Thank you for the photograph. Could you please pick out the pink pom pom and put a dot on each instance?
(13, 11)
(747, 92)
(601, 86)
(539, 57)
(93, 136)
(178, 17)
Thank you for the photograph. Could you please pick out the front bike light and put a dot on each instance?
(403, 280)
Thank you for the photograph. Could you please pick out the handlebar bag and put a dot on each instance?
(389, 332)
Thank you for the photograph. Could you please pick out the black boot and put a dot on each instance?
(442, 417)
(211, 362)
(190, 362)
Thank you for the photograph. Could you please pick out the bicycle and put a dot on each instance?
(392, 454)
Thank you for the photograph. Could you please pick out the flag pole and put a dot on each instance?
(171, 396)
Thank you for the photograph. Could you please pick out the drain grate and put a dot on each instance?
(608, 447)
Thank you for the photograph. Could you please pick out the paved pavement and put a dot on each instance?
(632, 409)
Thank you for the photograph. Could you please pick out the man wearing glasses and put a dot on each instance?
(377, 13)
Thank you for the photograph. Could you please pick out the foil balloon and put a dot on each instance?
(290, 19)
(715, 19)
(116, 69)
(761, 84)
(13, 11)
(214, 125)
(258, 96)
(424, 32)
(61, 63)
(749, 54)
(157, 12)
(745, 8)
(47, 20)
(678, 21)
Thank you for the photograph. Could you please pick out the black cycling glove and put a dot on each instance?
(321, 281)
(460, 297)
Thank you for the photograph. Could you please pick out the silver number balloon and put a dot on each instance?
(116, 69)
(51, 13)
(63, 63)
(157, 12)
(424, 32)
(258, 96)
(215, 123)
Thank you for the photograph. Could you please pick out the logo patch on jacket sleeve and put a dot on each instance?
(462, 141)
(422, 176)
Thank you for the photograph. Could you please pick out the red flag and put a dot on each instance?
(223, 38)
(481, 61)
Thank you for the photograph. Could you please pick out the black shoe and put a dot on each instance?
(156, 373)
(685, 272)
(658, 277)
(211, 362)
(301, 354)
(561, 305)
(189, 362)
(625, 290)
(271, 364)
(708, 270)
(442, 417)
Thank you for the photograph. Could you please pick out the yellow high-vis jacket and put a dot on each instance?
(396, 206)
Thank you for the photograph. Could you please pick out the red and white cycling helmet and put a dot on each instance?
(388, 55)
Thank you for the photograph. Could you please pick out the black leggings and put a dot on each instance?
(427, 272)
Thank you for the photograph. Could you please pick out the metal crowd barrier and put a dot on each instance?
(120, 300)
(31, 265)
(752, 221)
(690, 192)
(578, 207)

** DIRECTIONS FOR THIS TASK **
Put down each entry again, unchanged and complete.

** SOLUTION FOR THIS PROBLEM **
Thank you for the photograph. Could you please pick out the pink pom pom and put a dot on each instance?
(13, 11)
(747, 92)
(601, 86)
(539, 57)
(93, 136)
(178, 17)
Thank you for the photograph. Could you please pick out the front bike light and put a dot on each instance?
(403, 280)
Thank you for the photograph. Could you please pick out the handlebar bag and put a dot on each instance?
(389, 332)
Thank you for the photograph. Could you please pick out the black boot and put a dot on each instance?
(442, 417)
(211, 362)
(190, 362)
Thank you for the photograph. Could you please pick out the bicycle and put a dot on each instance?
(392, 454)
Thank you for the photograph. Could you please pick out the flag pole and put a dot on each instance?
(171, 396)
Thank you for the photograph. Could you please pick out the drain grate and put a dot on each instance?
(608, 447)
Thank you for the photograph. Could you please pick out the paved pavement and put a dot on each instance?
(632, 409)
Thank you for the photograph. Could you please pick out the man wearing glasses and put a dot on each instance?
(377, 13)
Thank you for the photograph. Could you please pick out the foil balloon and put a dot on each instance?
(290, 19)
(715, 19)
(116, 69)
(761, 84)
(13, 11)
(214, 125)
(258, 96)
(424, 32)
(61, 63)
(749, 54)
(157, 12)
(745, 8)
(47, 20)
(678, 21)
Thank you for the photograph. Could you please pick out the black cycling glove and put a dot on each instance?
(321, 281)
(460, 297)
Thank you for the photograph. Could you please pick out the silver number balloon and put a dot on each instance?
(116, 69)
(51, 13)
(63, 63)
(157, 12)
(424, 32)
(258, 96)
(215, 123)
Thank you for the photograph. Could you please pick out the logo patch on jacket sleeve and put a dot on each instance?
(462, 141)
(422, 176)
Thank you for the photograph. Could you please pick out the red flag and put a dot on each instance?
(223, 38)
(481, 61)
Thank you for the photograph. Could you please pick out the black shoe and put a dot on each instance?
(156, 373)
(685, 272)
(658, 277)
(211, 362)
(301, 354)
(561, 305)
(189, 362)
(625, 290)
(271, 364)
(708, 270)
(442, 417)
Thank you for the photograph. Could you please pick out the yellow high-vis jacket and put a dot on each instance?
(396, 206)
Thank you for the photograph. Could you please pick out the red and white cycling helmet and put a dot on each instance?
(388, 55)
Thank you for the photograph. Could you please pick out the black leggings and put a dot on each instance?
(427, 272)
Thank you for the photograph. Could you please pick out the metal crowd barrier and put a dot on each instance?
(120, 300)
(31, 265)
(752, 221)
(690, 192)
(578, 207)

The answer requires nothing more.